BEGIN INPUT FOR THIS TASK

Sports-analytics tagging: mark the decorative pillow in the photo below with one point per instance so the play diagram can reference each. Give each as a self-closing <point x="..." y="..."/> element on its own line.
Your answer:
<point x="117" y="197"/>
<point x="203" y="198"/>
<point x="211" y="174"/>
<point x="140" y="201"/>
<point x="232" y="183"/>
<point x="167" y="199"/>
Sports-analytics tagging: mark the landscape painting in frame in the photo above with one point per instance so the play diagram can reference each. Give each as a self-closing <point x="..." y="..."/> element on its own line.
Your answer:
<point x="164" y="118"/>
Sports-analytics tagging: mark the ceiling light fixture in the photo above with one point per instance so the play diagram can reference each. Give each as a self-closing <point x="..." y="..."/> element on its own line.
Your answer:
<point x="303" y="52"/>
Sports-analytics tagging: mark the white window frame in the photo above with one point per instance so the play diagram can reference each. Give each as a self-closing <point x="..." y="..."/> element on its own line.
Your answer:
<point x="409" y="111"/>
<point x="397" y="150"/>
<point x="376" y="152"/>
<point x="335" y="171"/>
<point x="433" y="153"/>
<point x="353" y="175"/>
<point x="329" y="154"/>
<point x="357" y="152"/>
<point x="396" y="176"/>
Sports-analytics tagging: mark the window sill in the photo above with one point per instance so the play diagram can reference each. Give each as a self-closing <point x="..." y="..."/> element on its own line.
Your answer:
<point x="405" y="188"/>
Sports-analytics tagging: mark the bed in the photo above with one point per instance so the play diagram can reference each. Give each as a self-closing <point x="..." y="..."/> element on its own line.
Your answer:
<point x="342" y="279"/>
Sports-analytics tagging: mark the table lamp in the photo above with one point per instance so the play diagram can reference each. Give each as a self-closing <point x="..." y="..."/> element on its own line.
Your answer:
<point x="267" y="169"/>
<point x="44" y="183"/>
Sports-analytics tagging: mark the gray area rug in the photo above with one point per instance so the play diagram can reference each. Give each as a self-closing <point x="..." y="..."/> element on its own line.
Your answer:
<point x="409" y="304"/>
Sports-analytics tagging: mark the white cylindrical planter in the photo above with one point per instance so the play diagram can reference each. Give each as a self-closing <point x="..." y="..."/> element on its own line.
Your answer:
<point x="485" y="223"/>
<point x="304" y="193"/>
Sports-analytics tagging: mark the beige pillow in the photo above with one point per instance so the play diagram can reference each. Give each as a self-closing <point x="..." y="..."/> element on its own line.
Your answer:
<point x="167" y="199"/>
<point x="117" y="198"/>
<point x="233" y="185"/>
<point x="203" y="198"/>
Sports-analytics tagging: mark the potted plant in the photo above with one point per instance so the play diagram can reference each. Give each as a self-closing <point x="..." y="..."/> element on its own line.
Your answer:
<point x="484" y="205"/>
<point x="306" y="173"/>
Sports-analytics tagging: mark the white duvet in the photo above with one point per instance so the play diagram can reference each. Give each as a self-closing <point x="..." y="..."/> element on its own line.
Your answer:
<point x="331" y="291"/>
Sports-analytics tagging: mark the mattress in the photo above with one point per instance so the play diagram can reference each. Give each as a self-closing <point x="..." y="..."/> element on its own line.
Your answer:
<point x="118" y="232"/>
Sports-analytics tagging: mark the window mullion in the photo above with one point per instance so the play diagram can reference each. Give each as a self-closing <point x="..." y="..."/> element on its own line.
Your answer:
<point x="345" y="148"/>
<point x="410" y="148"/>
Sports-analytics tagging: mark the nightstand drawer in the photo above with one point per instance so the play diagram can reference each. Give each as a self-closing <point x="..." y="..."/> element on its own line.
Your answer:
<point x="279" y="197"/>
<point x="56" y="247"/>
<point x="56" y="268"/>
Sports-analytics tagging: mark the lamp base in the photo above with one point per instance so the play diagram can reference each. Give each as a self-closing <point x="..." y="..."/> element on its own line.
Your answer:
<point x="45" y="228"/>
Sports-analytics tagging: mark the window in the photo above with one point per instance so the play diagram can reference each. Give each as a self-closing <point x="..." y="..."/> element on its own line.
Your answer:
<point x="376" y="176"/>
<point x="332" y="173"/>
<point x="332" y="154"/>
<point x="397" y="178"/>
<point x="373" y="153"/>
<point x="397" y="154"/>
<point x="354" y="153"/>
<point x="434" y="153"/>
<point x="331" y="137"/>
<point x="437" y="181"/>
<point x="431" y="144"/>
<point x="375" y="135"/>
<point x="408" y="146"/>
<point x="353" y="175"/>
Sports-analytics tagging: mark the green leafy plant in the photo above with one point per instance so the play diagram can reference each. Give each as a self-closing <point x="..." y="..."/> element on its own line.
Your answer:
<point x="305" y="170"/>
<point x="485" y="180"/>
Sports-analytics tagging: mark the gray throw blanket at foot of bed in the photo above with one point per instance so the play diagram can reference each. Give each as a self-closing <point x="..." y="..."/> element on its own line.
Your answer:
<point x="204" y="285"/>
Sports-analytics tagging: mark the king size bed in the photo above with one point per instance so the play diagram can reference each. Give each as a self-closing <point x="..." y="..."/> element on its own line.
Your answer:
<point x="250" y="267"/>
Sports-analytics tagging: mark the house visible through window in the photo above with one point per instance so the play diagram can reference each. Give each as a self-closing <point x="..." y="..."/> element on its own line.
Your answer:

END INPUT FOR THIS TASK

THE EXERCISE:
Write out the full listing, keeping every line exactly as it is.

EXERCISE SOLUTION:
Sports-analytics tagging: mark the decorative pillow in the photo below with one point per instance so the play diagram can reference each. Give each as a self-closing <point x="..." y="..."/> element on its own line.
Your answer:
<point x="117" y="197"/>
<point x="203" y="198"/>
<point x="211" y="174"/>
<point x="140" y="201"/>
<point x="232" y="183"/>
<point x="167" y="199"/>
Sports-analytics tagging: mark the landscape painting in frame in the photo above with one point per instance so the play diagram can reference each. Give each as a self-closing <point x="..." y="..."/> element on its own line.
Your answer:
<point x="164" y="118"/>
Sports-analytics tagging: mark the ceiling light fixture in the photo above with one point per instance so the play diagram can reference each. Give each as a self-closing <point x="..." y="..."/> element on its own line.
Your answer:
<point x="303" y="52"/>
Sports-analytics tagging: mark the white window frame in the photo above with one point per instance so the play diagram can reference each. Give each as a self-closing <point x="..." y="..."/> element on its own line.
Your answer:
<point x="409" y="111"/>
<point x="397" y="150"/>
<point x="376" y="152"/>
<point x="335" y="171"/>
<point x="433" y="153"/>
<point x="353" y="175"/>
<point x="329" y="154"/>
<point x="357" y="152"/>
<point x="396" y="176"/>
Sports-analytics tagging: mark the window sill in the photo above with one point per instance so the play diagram can reference each. Give each as a self-closing <point x="..." y="..."/> element on its own line.
Your answer:
<point x="405" y="188"/>
Sports-analytics tagging: mark the bed in the photo above with one point per instance so the play diagram can reference each. Give each as a self-closing <point x="..." y="..."/> element on its own line.
Your answer:
<point x="342" y="279"/>
Sports-analytics tagging: mark the table lamp in the photo above with one point per instance so the play diagram can reference each. Give each as a self-closing <point x="..." y="..."/> element on its own line.
Your answer:
<point x="267" y="169"/>
<point x="44" y="183"/>
Sports-analytics tagging: mark the gray area rug in the photo above with one point per instance so the play diagram can reference each. Give each as a self-closing <point x="..." y="..."/> element on its own line.
Your answer:
<point x="409" y="304"/>
Sports-analytics tagging: mark the white cylindrical planter in the photo above with one point per instance so the play diagram can reference each. Give each as a self-closing <point x="..." y="..."/> element on its own line.
Your answer:
<point x="485" y="223"/>
<point x="304" y="193"/>
Sports-analytics tagging: mark the beige pillow in the photo above with one point per instance so the play diagram can reference each. Give each as a self-closing <point x="..." y="..."/> element on its own line.
Your answer:
<point x="167" y="199"/>
<point x="117" y="198"/>
<point x="233" y="185"/>
<point x="203" y="198"/>
Sports-analytics tagging: mark the potted plant in the photo above with one point per instance so the play diagram can reference each. Give each as a self-closing <point x="..." y="..."/> element on its own line.
Your answer:
<point x="484" y="205"/>
<point x="306" y="173"/>
Sports-analytics tagging: mark the white duvet in the photo above with one point per instance so the play diagram can reference each. Give each as a self-closing <point x="..." y="..."/> element on its own line.
Your answer:
<point x="331" y="291"/>
Sports-analytics tagging: mark the mattress in the photo above with one point per instance so the play diagram can reference each. Give each as a self-closing <point x="..." y="..."/> element on its own line.
Your answer:
<point x="118" y="232"/>
Sports-analytics tagging: mark the window mullion in the photo above with one point per instance so the play diagram can reference each. Give each as a self-closing <point x="..." y="..."/> element on its own line.
Your answer:
<point x="345" y="148"/>
<point x="410" y="148"/>
Sports-analytics tagging: mark the nightstand drawer in the photo above with one point per instance so the play diagram can reference each. Give each as a self-closing <point x="..." y="..."/> element on its own line.
Your answer:
<point x="279" y="197"/>
<point x="56" y="247"/>
<point x="56" y="268"/>
Sports-analytics tagging: mark the lamp base in the photo above with one point per instance so the play diagram can reference each. Give each as a self-closing <point x="..." y="..."/> element on its own line.
Your answer:
<point x="45" y="228"/>
Sports-analytics tagging: mark the window in the photo above with one point per instance so the play diagram can reference each. Give each as a self-closing <point x="..." y="..."/> element on its own line.
Your answer:
<point x="376" y="176"/>
<point x="332" y="173"/>
<point x="332" y="154"/>
<point x="397" y="178"/>
<point x="373" y="153"/>
<point x="397" y="154"/>
<point x="354" y="153"/>
<point x="434" y="153"/>
<point x="331" y="137"/>
<point x="437" y="181"/>
<point x="431" y="144"/>
<point x="375" y="135"/>
<point x="408" y="146"/>
<point x="353" y="175"/>
Sports-analytics tagging: mark the green leafy plant in the photo above with one point per instance so the play diagram can reference each. Give each as a self-closing <point x="..." y="..."/> element on its own line.
Your answer:
<point x="305" y="170"/>
<point x="485" y="180"/>
Sports-analytics tagging: mark the gray throw blanket at foot of bed in the photo above with one point per instance so the play diagram can reference each. Give each as a self-closing <point x="..." y="..."/> element on its own line.
Your answer:
<point x="204" y="285"/>
Sports-analytics tagging: mark the king size bed in the photo above with one point per instance so the play diagram can reference each. Give each as a self-closing <point x="..." y="..."/> element on its own line.
Your answer:
<point x="250" y="267"/>
Sports-analytics tagging: mark the house visible through window in the photo above with one point per instance so the play diagram can reference each. Give each as a self-closing <point x="..." y="..."/> element on its own line.
Your answer:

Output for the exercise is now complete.